═════ TRECHO CITADO

“ A História não é apenas o grandioso, o que os livros contam e as obras de arte registram. Toda comunidade tem história, por menor que seja. Todo grupo humano se desenvolve ao longo do tempo, tem seus momentos importantes, suas mudanças mais sentidas. Por isso, hoje, a idéia de História Local ganha força. Tão valioso quanto saber a História do mundo e do Brasil é conhecer a história do bairro em que vivemos; como ele se formou, por que cresceu, quem construiu seus prédios, quem mais se dedicou a ele, quais as atividades do povo do lugar, ontem e hoje. A História Local, é claro, sempre está ligada à História Geral, de sociedades mais amplas, pois entendendo o que está perto posso compreender melhor o mais distante. (Fonte: Brasil Vivo, Chico Alencar e Outros, Editora Vozes, Rio de Janeiro,1997”)
O local onde se formou o povoado foi escolhido pela topografia, tanto para a pousada como sítio urbano em lugar alto e seguro, sem desconsiderar a importância das terras vizinhas, próprias para a lavoura. Com o tempo surgiram variadas versões, algumas até folclóricas, sobre a localização inicial do povoado do Rio Feio. Antônio Manoel de Miranda, tropeiro, filho do capitão Miranda, contou ao pesquisador Onozor Pinto da Silva que ouviu dizer: “ que, antes da capela em louvor a Santo Antônio ser construída, existiu outra, bem mais antiga, uma capelinha feita de tábuas em louvor a São João Baptista, próxima de um rancho no lado esquerdo do rio Feio, no sentido descendente”. Foram ouvidas pessoas idosas, duas dezenas no mínimo, sobre a existência dessa capela, mas nada foi confirmado. Surgiram, unicamente, hipóteses: seria no local onde hoje é o campo de futebol ou no caminho para o bairro das Partes, na atual Vila São Luiz ! Outros consultados “ouviram dizer”, ainda, que a primeira capelinha ficava lá pelos lados da estrada velha de Bofete, próxima à ponte do rio Feio, para o lado dos Piragibu – mas não existem provas!

══════════
═════ DADOS FORNECIDOS

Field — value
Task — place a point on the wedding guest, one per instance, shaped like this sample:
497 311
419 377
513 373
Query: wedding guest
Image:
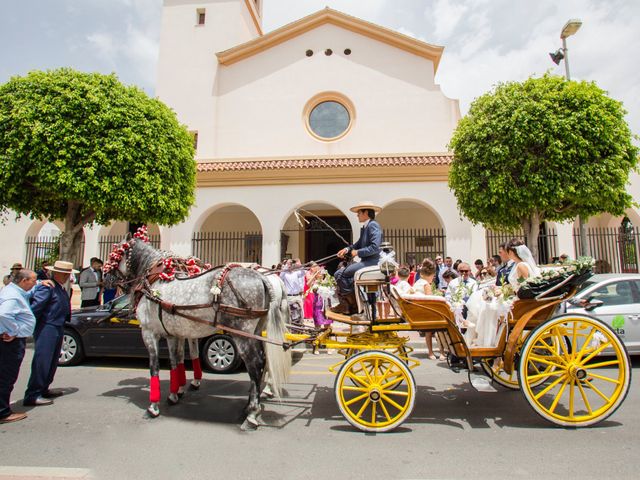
310 279
16 324
42 273
403 286
91 284
52 308
502 274
426 286
464 281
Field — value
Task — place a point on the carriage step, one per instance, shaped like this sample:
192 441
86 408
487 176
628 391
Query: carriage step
350 320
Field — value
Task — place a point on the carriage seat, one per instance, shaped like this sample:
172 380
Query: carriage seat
369 273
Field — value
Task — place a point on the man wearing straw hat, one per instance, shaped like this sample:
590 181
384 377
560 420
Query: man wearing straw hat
367 248
51 307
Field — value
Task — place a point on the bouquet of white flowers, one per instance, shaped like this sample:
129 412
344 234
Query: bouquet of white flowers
579 270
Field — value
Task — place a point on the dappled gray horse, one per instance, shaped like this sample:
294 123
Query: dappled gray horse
239 298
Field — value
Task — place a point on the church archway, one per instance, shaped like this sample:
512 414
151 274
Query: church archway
228 233
316 238
414 230
42 242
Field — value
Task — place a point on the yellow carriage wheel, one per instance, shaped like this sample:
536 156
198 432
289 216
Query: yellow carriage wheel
375 391
590 374
495 370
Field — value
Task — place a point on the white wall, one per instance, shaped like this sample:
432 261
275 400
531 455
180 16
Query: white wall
398 107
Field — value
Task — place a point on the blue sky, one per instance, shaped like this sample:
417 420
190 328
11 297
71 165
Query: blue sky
486 41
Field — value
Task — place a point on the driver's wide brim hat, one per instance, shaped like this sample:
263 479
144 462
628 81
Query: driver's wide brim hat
62 267
366 206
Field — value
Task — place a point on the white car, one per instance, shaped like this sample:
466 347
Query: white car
613 298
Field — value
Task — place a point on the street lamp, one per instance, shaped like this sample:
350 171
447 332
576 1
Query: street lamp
570 28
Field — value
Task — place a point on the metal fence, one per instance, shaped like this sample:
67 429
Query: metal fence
219 248
615 249
414 245
47 248
105 244
547 242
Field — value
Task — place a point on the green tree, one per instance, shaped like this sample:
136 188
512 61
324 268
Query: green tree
543 149
83 147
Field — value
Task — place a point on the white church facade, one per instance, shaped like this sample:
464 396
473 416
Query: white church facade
317 115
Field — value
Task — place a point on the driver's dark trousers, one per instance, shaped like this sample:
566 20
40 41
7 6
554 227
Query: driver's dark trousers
345 280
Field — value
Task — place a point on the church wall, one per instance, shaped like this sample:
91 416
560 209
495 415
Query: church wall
398 108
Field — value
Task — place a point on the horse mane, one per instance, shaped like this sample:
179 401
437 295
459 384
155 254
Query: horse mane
142 256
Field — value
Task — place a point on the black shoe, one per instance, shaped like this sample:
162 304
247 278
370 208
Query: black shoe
38 402
53 394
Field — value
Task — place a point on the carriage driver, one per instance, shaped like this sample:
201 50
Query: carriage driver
367 248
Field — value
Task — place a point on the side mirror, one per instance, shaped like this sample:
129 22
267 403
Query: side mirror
593 304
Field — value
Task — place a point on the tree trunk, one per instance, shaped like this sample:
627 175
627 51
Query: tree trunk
531 227
71 239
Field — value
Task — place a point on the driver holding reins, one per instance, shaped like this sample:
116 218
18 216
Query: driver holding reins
367 248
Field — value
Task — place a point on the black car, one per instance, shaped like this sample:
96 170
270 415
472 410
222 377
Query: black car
111 330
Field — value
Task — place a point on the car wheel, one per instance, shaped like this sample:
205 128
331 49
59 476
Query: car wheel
71 352
220 354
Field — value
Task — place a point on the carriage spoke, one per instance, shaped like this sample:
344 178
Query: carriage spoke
597 390
558 396
596 352
606 379
563 347
545 375
391 383
571 397
552 385
363 408
356 399
354 389
385 411
392 402
584 398
355 378
604 364
585 346
395 392
536 358
554 354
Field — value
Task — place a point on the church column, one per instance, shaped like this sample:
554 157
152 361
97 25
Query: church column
565 239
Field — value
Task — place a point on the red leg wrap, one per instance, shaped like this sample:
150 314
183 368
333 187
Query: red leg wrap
182 375
197 369
154 394
174 382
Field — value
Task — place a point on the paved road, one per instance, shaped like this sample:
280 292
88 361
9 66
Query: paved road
454 432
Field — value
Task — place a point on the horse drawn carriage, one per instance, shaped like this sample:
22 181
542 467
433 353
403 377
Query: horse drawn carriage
573 370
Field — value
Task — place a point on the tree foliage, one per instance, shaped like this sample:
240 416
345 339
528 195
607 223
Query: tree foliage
83 147
543 149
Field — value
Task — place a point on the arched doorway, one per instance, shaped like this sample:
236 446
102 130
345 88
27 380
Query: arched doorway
315 235
229 233
414 230
42 242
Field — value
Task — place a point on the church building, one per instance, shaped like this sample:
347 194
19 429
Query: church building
292 128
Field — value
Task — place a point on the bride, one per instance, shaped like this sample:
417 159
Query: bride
486 313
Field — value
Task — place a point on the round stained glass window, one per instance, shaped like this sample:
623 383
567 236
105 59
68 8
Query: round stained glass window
329 119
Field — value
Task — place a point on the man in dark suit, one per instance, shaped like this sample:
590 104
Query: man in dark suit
367 248
51 307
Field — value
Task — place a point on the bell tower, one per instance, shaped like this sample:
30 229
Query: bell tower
192 32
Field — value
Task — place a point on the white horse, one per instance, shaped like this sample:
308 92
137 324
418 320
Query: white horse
241 299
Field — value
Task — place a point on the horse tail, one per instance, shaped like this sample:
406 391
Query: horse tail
278 360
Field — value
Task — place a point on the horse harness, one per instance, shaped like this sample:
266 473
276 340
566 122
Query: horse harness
153 275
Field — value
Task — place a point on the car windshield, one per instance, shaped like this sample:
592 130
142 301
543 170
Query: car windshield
121 302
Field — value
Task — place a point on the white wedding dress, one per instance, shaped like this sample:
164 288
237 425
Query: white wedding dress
486 314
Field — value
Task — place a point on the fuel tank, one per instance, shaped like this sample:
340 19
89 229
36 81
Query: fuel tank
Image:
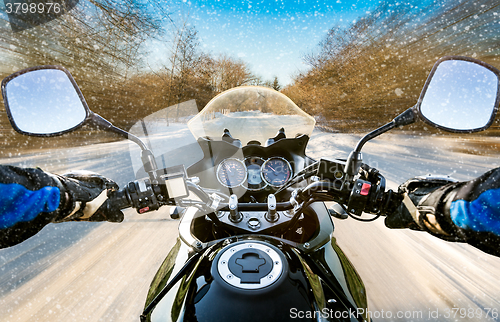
254 279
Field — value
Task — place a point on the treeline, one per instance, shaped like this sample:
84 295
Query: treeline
362 76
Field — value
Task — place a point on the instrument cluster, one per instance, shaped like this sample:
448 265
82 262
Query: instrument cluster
254 173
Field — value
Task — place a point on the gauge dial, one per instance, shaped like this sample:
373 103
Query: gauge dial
231 173
276 171
254 173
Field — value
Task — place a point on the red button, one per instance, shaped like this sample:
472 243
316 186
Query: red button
365 189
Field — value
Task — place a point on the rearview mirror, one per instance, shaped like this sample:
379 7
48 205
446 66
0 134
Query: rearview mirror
461 94
44 101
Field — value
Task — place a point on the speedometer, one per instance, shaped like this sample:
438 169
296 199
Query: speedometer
276 171
231 173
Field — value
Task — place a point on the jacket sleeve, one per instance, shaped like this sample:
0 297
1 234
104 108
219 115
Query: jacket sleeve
29 200
470 211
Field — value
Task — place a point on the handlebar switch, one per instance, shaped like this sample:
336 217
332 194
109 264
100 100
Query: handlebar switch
359 196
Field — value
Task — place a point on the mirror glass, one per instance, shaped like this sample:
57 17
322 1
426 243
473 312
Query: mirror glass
460 96
44 102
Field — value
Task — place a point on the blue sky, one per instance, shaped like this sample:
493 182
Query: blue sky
271 36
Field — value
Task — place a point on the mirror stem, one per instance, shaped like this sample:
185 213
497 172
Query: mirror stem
355 159
147 157
106 125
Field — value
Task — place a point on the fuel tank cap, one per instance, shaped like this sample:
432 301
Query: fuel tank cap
250 265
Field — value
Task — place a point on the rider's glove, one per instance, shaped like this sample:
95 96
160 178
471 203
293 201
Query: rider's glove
422 206
86 198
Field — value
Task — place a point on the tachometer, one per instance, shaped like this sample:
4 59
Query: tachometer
276 171
231 173
254 173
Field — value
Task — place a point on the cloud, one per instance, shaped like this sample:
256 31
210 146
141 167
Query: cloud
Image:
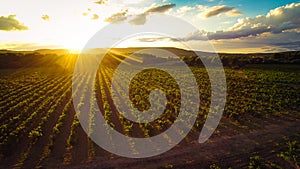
101 2
278 20
216 10
141 19
9 23
95 17
161 8
117 17
46 17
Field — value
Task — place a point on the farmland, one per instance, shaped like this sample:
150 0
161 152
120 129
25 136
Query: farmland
39 127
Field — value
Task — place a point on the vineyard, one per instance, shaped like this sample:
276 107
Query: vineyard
39 127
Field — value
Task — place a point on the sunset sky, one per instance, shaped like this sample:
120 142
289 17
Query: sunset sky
231 25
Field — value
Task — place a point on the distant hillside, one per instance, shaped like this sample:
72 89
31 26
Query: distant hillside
64 59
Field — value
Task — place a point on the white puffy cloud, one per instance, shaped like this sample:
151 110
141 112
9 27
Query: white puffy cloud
46 17
141 18
117 17
217 10
10 23
276 21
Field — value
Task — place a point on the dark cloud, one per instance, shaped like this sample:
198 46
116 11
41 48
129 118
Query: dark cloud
222 9
46 17
117 17
9 23
276 21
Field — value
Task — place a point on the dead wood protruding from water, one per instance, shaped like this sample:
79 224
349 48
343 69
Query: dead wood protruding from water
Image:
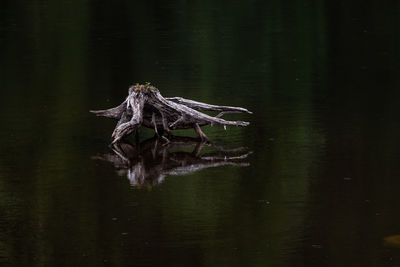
145 106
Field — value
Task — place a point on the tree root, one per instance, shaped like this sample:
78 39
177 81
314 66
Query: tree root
145 106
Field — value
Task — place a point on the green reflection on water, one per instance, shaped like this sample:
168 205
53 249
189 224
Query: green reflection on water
61 59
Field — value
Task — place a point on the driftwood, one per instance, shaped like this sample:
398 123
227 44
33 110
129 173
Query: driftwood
145 106
148 163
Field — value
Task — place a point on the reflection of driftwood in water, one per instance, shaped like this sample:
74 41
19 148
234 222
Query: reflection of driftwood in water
150 161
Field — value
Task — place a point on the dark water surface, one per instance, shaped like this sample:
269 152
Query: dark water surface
320 188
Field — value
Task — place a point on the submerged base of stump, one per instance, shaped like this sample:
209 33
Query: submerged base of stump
145 106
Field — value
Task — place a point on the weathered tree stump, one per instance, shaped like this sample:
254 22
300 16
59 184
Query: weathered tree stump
146 106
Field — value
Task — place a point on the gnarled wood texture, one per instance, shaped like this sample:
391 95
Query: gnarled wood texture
146 106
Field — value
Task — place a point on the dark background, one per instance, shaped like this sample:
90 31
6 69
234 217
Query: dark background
322 80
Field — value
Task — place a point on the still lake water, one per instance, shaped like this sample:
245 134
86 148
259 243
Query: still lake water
313 181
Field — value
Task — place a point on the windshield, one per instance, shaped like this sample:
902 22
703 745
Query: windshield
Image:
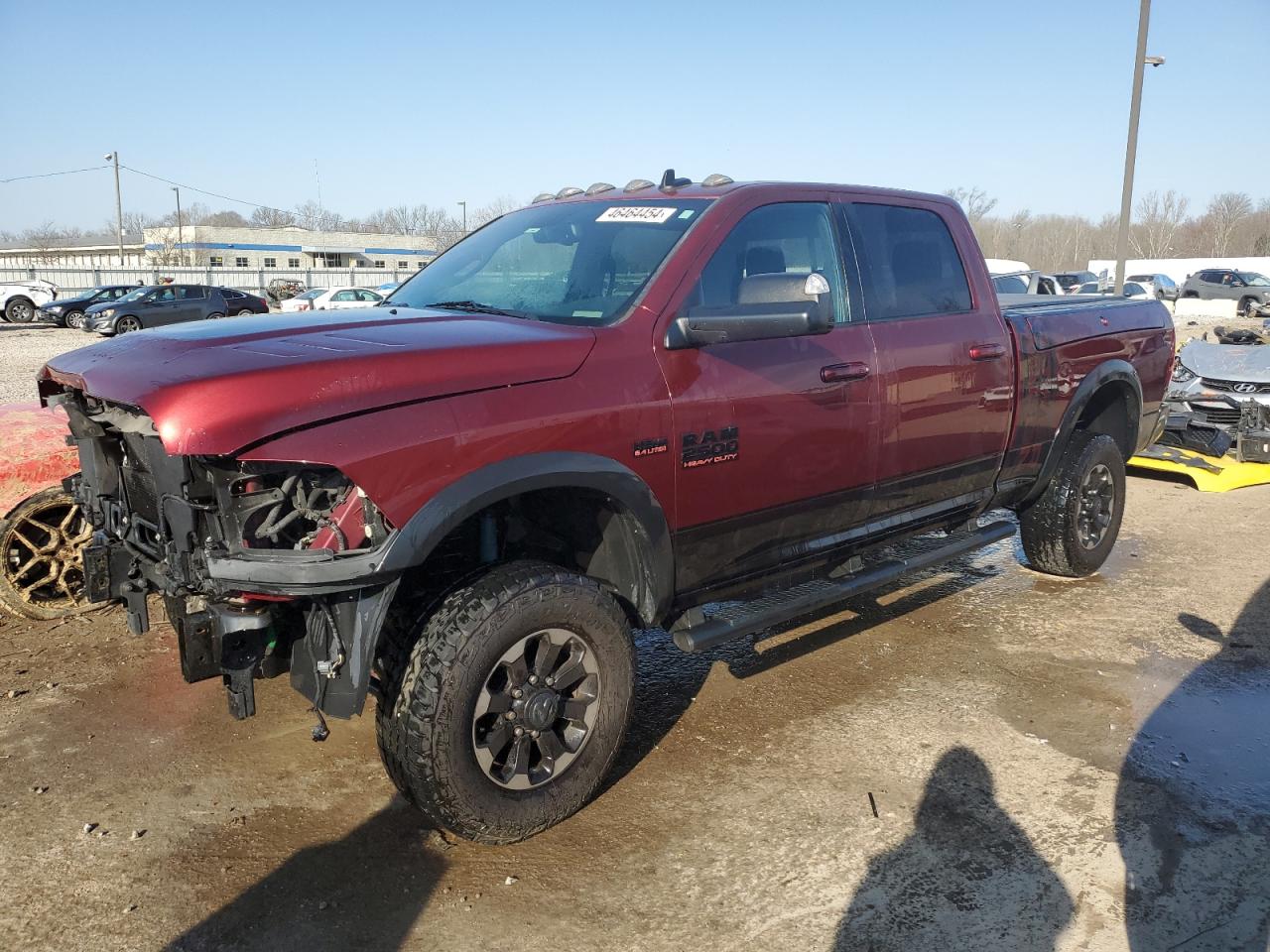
570 263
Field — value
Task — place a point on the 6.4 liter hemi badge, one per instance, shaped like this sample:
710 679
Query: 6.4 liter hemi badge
710 447
651 447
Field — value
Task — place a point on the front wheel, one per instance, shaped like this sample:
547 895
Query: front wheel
19 309
508 710
1072 527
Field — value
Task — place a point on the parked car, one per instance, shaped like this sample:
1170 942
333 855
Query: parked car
282 289
68 311
19 299
42 529
1211 380
1159 285
1250 289
239 303
154 306
331 299
1072 281
475 506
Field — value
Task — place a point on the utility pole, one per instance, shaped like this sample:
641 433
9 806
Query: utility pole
1130 151
118 202
181 234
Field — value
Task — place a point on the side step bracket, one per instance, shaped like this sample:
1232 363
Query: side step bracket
706 629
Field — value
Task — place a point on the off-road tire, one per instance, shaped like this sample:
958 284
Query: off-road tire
19 309
1051 526
426 710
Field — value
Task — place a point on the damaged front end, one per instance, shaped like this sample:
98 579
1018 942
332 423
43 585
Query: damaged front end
263 567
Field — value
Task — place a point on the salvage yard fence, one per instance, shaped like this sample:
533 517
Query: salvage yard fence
250 280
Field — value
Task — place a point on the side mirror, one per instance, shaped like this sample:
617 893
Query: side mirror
769 307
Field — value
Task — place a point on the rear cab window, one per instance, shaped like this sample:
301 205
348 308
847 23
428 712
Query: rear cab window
908 261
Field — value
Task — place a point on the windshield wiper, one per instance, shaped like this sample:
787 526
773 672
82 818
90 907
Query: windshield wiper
476 307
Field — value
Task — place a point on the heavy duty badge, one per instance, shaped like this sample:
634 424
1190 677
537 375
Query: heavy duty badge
710 447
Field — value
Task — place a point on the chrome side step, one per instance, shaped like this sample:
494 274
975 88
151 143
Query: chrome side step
710 625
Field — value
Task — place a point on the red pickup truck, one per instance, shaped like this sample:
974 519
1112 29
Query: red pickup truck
691 407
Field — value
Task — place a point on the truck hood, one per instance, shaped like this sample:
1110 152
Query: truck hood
212 388
1229 362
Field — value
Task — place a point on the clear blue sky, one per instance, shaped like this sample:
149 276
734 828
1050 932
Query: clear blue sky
407 103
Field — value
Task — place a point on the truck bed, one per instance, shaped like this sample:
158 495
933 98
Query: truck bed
1053 321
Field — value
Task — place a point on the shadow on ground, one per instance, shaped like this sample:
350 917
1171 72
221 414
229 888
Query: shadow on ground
362 892
1193 807
966 878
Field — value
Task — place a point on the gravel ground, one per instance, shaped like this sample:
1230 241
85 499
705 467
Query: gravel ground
24 348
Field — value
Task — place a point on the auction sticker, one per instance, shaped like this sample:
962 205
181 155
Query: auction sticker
653 213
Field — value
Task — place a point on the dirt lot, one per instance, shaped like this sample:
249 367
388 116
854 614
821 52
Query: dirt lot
983 758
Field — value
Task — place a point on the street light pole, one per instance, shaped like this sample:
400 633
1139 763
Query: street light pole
181 235
1130 151
118 202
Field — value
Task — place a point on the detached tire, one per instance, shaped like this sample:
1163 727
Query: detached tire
512 702
42 547
1072 529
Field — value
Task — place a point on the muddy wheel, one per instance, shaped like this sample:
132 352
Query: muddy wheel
1072 529
44 542
19 309
512 703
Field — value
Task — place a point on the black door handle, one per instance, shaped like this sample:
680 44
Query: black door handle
841 372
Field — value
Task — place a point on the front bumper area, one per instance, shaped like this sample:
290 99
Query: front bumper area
248 580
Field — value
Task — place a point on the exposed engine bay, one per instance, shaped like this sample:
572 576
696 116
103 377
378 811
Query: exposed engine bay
163 524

══════════

_SOLICITAÇÃO:_ Dê continuidade ao texto sobre a formação do povoado do Rio Feio, começando logo depois da última frase. As linhas não têm papel nenhum nesta atividade.

_RESPOSTA:_
Pois bem, com base nos estudos sobre o povoamento paulista, é sabido que o movimento para o oeste se processou aos saltos, não como um avanço sistemático e refletiu na urbanização. O ajuntamento inicial de pessoas em moradias ao redor de uma capela levava sempre em conta a posição estratégica do lugar, a aparência retilínea do acampamento, o rocio (clima) e o largo (extensão). É, seguramente, o que ocorreu por aqui. Logo, respeitando os relatos antigos que ilustram e valorizam a pesquisa e até dão uma roupagem folclórica ao estudo, a explicação mais lógica é que a cidade realmente nasceu no “sítio onde se encontra”, num ponto elevado que facilitava a vigilância permanente, sem o perigo das enchentes do rio e riacho (vizinhos), com acesso difícil para quem chegasse e de defesa fácil àqueles que ali morassem.
Citamos como fatos importantes ligados à segurança inicial da população e que podem até ser aceitos para explicar a escolha do local: o surgimento proposital de alguns ranchos vizinhos à região ribeirinha, (nas terras de Silvéria Angélica da Fonseca Bueno, dos portugueses João Boava, Manoel Izidoro Brenhas, Manoel Ignácio), na antiga saída para Bofete; e no terreno defronte ao atual campo de futebol, onde existiu no passado a olaria do João Paes da Silva, já na saída para Tatuí, que também chegavam a acomodar viajantes e tropeiros.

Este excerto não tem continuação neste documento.